*** Block opens ***
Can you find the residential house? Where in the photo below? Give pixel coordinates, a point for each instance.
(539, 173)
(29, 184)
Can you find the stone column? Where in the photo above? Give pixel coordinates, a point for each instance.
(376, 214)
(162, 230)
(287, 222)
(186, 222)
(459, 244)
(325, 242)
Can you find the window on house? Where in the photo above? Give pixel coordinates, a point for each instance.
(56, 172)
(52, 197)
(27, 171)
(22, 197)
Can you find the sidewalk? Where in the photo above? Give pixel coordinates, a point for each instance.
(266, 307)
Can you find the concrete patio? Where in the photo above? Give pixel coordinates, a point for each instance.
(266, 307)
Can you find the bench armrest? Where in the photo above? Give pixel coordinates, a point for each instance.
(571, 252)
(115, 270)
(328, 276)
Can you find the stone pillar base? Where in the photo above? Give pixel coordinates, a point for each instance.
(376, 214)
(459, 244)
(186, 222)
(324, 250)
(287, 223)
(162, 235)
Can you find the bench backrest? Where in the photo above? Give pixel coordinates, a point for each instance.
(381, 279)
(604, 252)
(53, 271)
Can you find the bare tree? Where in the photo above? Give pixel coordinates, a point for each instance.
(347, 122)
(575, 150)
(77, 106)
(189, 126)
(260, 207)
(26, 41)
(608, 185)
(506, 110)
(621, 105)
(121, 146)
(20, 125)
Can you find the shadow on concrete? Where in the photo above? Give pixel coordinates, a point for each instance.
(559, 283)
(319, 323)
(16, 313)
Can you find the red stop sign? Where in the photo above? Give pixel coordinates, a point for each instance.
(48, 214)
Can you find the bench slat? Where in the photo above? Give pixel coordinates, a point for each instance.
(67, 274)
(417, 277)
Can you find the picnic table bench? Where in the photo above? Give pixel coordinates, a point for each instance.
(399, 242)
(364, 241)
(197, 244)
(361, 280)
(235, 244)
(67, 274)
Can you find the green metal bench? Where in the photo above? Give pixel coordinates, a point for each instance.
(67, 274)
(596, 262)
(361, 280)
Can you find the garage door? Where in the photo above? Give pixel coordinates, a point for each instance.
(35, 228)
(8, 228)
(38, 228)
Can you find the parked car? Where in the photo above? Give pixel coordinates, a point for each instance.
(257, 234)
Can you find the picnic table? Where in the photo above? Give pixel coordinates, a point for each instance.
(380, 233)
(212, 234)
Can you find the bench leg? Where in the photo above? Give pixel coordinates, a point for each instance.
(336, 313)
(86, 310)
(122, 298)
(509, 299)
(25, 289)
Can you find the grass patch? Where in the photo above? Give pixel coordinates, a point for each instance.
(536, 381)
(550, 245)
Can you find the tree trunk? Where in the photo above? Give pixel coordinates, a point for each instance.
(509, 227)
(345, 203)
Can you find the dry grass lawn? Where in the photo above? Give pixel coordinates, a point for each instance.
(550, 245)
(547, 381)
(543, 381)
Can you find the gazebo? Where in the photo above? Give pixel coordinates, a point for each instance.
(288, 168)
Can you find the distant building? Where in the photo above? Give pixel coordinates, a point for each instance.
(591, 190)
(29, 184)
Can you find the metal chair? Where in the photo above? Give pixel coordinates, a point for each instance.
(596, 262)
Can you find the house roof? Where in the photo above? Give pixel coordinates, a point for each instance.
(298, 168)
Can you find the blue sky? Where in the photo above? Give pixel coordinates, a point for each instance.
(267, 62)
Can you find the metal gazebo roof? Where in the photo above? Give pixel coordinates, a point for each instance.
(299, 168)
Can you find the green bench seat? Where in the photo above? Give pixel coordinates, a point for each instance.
*** Block closes ***
**EXERCISE REQUIREMENTS**
Output every record above exactly as it appears.

**WRITTEN SOLUTION**
Can you find the residential house? Where in the photo below? Give pixel coordinates, a point for each instance.
(539, 173)
(29, 184)
Can you find the stone column? Where in the photo above? Give pixel coordinates, a point for each instance.
(376, 214)
(162, 230)
(287, 222)
(186, 222)
(459, 244)
(325, 242)
Can you find the window on house? Where in the photo above? Give pixel coordinates, a point for each instance.
(56, 172)
(52, 197)
(27, 171)
(22, 197)
Can you find the sidewalk? Where in the photo above? Give pixel coordinates, a point for each instance.
(266, 307)
Can you find the concrete patio? Where in the photo above? Give pixel coordinates, a point for each instance.
(266, 307)
Can you find the bench armrest? Where in the photo above? Give pixel coordinates, a point for each instance.
(571, 252)
(115, 270)
(328, 276)
Can you find the stone pillar base? Where in the photo above? Give pixel coordinates, a point for each instance.
(376, 214)
(459, 244)
(186, 222)
(324, 250)
(287, 223)
(162, 235)
Can you find the bench backrest? Where in the photo above? Give pixel coordinates, a point for each instance.
(381, 279)
(604, 252)
(53, 271)
Can you find the bare tree? Where in the photo above? Give pixel coordinates, a point for each instance.
(347, 122)
(575, 150)
(77, 106)
(189, 126)
(260, 207)
(26, 41)
(608, 185)
(506, 110)
(621, 105)
(121, 146)
(20, 125)
Can you find the shadow on concrete? Where in the photo above? Give pixel coordinates, a point for each instance.
(559, 283)
(319, 323)
(16, 313)
Can you find the red stop sign? Where in the photo above? Give pixel coordinates, a point for each instance.
(48, 214)
Can you find the bench slat? Where in the photo above? Give pixel coordinates, a point for each instance.
(67, 274)
(417, 277)
Can you find the picnic table bench? Where in the photo above? Give pixel coordinates, a point for each instance.
(399, 242)
(364, 241)
(197, 244)
(361, 280)
(235, 244)
(67, 274)
Can you find the green metal bench? Where in the photo above? Give pixel coordinates, a point for each instance.
(67, 274)
(596, 262)
(361, 280)
Can you find the garage door? Where in the photo above? Give pixel coordinates, a point for each instance.
(35, 228)
(8, 228)
(38, 228)
Can you find the parked car? Where in the photo above? Give pixel coordinates, a point for each instance.
(257, 234)
Can you find the picnic table? Where in the photo above? Give pixel coordinates, a point for each instance.
(380, 233)
(212, 234)
Can you find the bench leg? Where in the photo above? Give pixel coordinates, a point for each instance.
(336, 313)
(86, 310)
(122, 298)
(509, 299)
(25, 289)
Can you find the grass patch? Where in the photo above? Give pixel coordinates, a point for each instance.
(536, 381)
(550, 245)
Can you find the tree trunk? Where in the photo above? Give pixel coordinates, a point for each instance.
(509, 227)
(345, 203)
Can you find the dry grass lawn? Where in the photo above? Give pixel coordinates, a point for each instance.
(550, 245)
(547, 381)
(543, 381)
Can you find the gazebo? Where in the photo above? Give pixel coordinates, a point for each instance.
(288, 168)
Can you find the distant building? Where in the photo above? Give pixel coordinates, a point for each instance.
(591, 190)
(29, 184)
Can you find the metal chair? Where in the photo above? Give pixel coordinates, a point for each instance.
(596, 262)
Can you find the house roof? Where in the photo above? Give pixel coordinates, a point for each instance.
(298, 168)
Can you find the blue sky? Where in the photo above? Give pixel coordinates, a point for each instance.
(267, 62)
Can you find the metal gazebo roof? Where in the photo above? Give pixel coordinates, a point for each instance.
(299, 168)
Can you find the green bench seat? Where in the photo above? Give pixel coordinates, a point for each instance.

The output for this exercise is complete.